# 练习题目
a. 请把阅读材料中从含有“在基于anchor的目标检测”的地方开始、到“anchor，可以使网络的检测效果更好。”为止的这一段一字不差地抄写出来。
b. 根据阅读材料，SSD和Faster-RCNN中设计了多少个anchor？
c. 用两句话概括阅读材料的要点。

# 阅读材料

--------------------------------------------------

第五章目标检测中K-means聚类生成Anchor box(工具)

第一种做法

在基于anchor的目标检测算法中，anchor一般都是通过人工设计的。例如，在SSD、Faster-RCNN中，设计了9个不同大小和宽高比的anchor。然而，通过人工设计的anchor存在一个弊端，就是并不能保证它们一定能很好的适合数据集，如果anchor的尺寸和目标的尺寸差异较大，则会影响模型的检测效果。

在论文YOLOv2中提到了这个问题，作者建议使用K-means聚类来代替人工设计，通过对训练集的bounding box进行聚类，自动生成一组更加适合数据集的anchor，可以使网络的检测效果更好。

“The network can learn to adjust the boxes appropriately but if we pick better priors for the network to start with we can make it easier for the network to learn to predict good detections. Instead of choosing priors by hand, we run k-means clustering on the training set bounding boxes to automatically find good priors.”

本文将解释如何使用k-means聚类来生成一组anchor。

Standard K-means

首先简单复习一下标准的K-means算法，K-means是一种简单且常用的无监督学习算法，它旨在将数据集划分成K个簇，使得相同簇之内的数据相似性高，不同簇之间的数据相似性低。

算法步骤：

初始化K个簇中心;
使用相似性度量（一般是欧氏距离），将每个样本分配给与其距离最近的簇中心；
计算每个簇中所有样本的均值，更新簇中心；
重复2、3步，直到均簇中心不再变化，或者达到了最大迭代次数。

--------------------------------------------------

# 所给材料
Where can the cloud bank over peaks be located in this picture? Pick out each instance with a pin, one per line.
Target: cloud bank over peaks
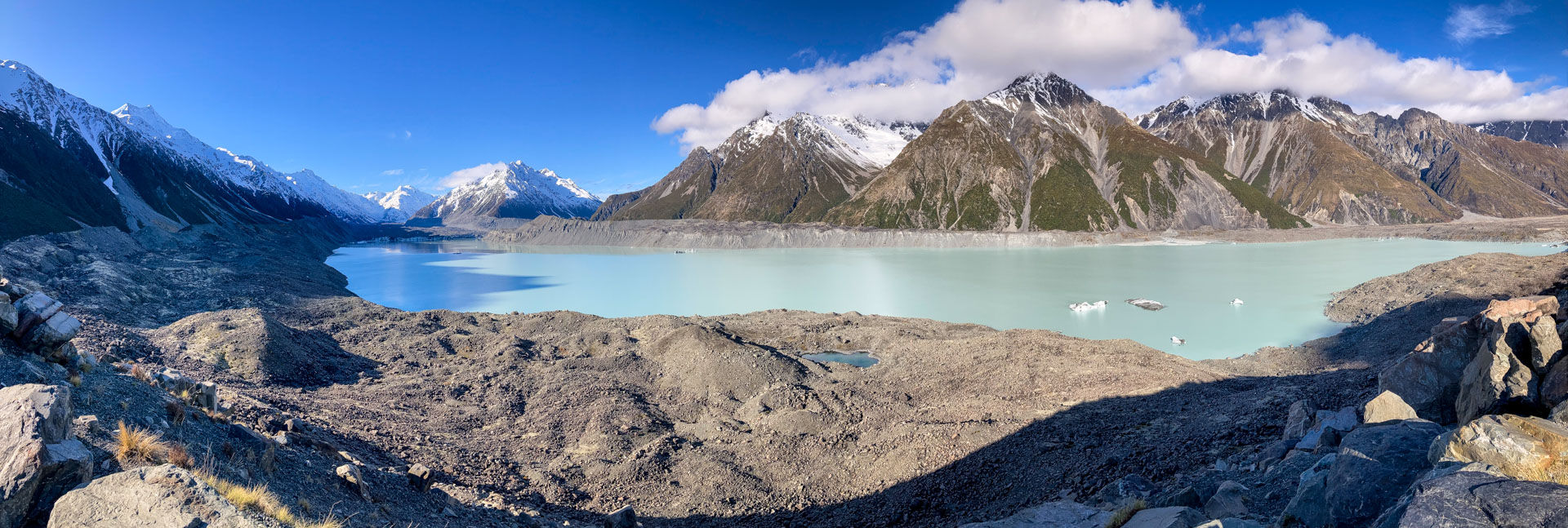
(1133, 55)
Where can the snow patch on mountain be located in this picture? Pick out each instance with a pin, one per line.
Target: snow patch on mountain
(514, 192)
(402, 202)
(869, 143)
(247, 171)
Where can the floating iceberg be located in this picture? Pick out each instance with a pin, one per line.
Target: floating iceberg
(1085, 306)
(1147, 304)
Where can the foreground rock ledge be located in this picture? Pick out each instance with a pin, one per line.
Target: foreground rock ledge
(153, 497)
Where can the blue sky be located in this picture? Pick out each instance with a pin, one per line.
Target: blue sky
(383, 93)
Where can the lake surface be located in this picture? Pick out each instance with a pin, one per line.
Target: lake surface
(1283, 286)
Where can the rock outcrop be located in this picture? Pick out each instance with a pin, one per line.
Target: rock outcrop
(1518, 447)
(1372, 469)
(42, 459)
(1479, 500)
(154, 497)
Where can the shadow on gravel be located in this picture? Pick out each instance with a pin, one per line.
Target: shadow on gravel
(1092, 444)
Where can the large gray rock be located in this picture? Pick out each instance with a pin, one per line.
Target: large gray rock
(8, 317)
(1479, 500)
(1374, 466)
(354, 480)
(1056, 514)
(1554, 383)
(1167, 517)
(1428, 379)
(1496, 379)
(149, 497)
(1123, 490)
(625, 517)
(1298, 419)
(1388, 406)
(37, 424)
(1343, 420)
(54, 331)
(66, 466)
(1545, 344)
(1227, 502)
(1518, 447)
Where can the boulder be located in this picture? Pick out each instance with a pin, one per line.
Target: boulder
(39, 459)
(1343, 420)
(1387, 408)
(1181, 497)
(1165, 517)
(148, 497)
(1428, 379)
(1471, 499)
(1232, 522)
(1058, 514)
(54, 331)
(623, 517)
(1298, 419)
(8, 317)
(354, 478)
(1496, 379)
(421, 477)
(1227, 502)
(1545, 345)
(1520, 447)
(66, 466)
(1123, 490)
(1374, 466)
(206, 395)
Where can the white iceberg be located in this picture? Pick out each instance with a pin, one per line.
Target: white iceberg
(1085, 306)
(1147, 304)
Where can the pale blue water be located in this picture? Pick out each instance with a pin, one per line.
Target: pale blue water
(1283, 286)
(858, 359)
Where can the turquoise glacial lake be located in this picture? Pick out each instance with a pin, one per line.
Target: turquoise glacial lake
(1283, 286)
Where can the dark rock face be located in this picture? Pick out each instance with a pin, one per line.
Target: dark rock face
(1479, 500)
(1372, 469)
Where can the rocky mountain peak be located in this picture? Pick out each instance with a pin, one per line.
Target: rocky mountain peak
(1048, 90)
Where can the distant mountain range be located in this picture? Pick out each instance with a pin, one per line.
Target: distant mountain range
(1037, 154)
(773, 170)
(68, 165)
(1551, 134)
(400, 202)
(1043, 154)
(513, 190)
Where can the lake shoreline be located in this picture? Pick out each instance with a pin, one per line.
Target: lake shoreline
(702, 234)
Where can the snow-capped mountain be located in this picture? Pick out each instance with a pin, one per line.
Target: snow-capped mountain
(513, 192)
(787, 170)
(248, 171)
(1552, 134)
(1043, 154)
(1332, 165)
(145, 171)
(402, 202)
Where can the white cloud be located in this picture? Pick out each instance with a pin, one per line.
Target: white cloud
(1484, 20)
(1303, 55)
(474, 173)
(1133, 55)
(973, 51)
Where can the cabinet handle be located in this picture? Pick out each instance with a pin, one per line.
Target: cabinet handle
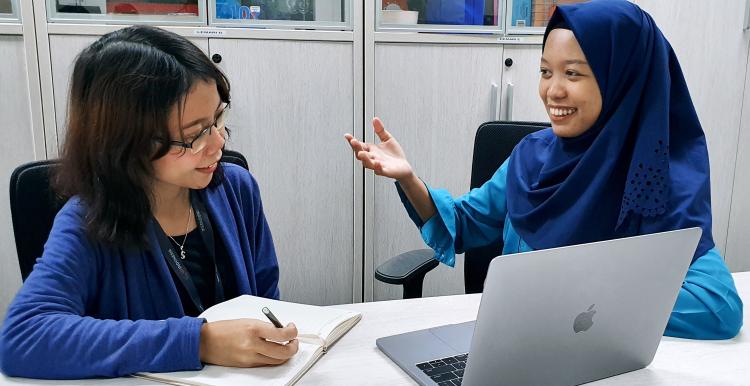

--------------------------------------------------

# 完整答案
a.
在基于anchor的目标检测算法中，anchor一般都是通过人工设计的。例如，在SSD、Faster-RCNN中，设计了9个不同大小和宽高比的anchor。然而，通过人工设计的anchor存在一个弊端，就是并不能保证它们一定能很好的适合数据集，如果anchor的尺寸和目标的尺寸差异较大，则会影响模型的检测效果。

在论文YOLOv2中提到了这个问题，作者建议使用K-means聚类来代替人工设计，通过对训练集的bounding box进行聚类，自动生成一组更加适合数据集的anchor，可以使网络的检测效果更好。

b. 9个不同大小和宽高比的anchor。

c. 人工设计的anchor未必能很好地适合数据集，尺寸与目标差异较大时会影响检测效果，因此YOLOv2论文建议对训练集的bounding box进行K-means聚类，自动生成更适合数据集的anchor。标准K-means是一种无监督学习算法，通过初始化K个簇中心、按距离将样本分配给最近的簇中心、用簇内均值更新簇中心并反复迭代，把数据集划分成K个簇。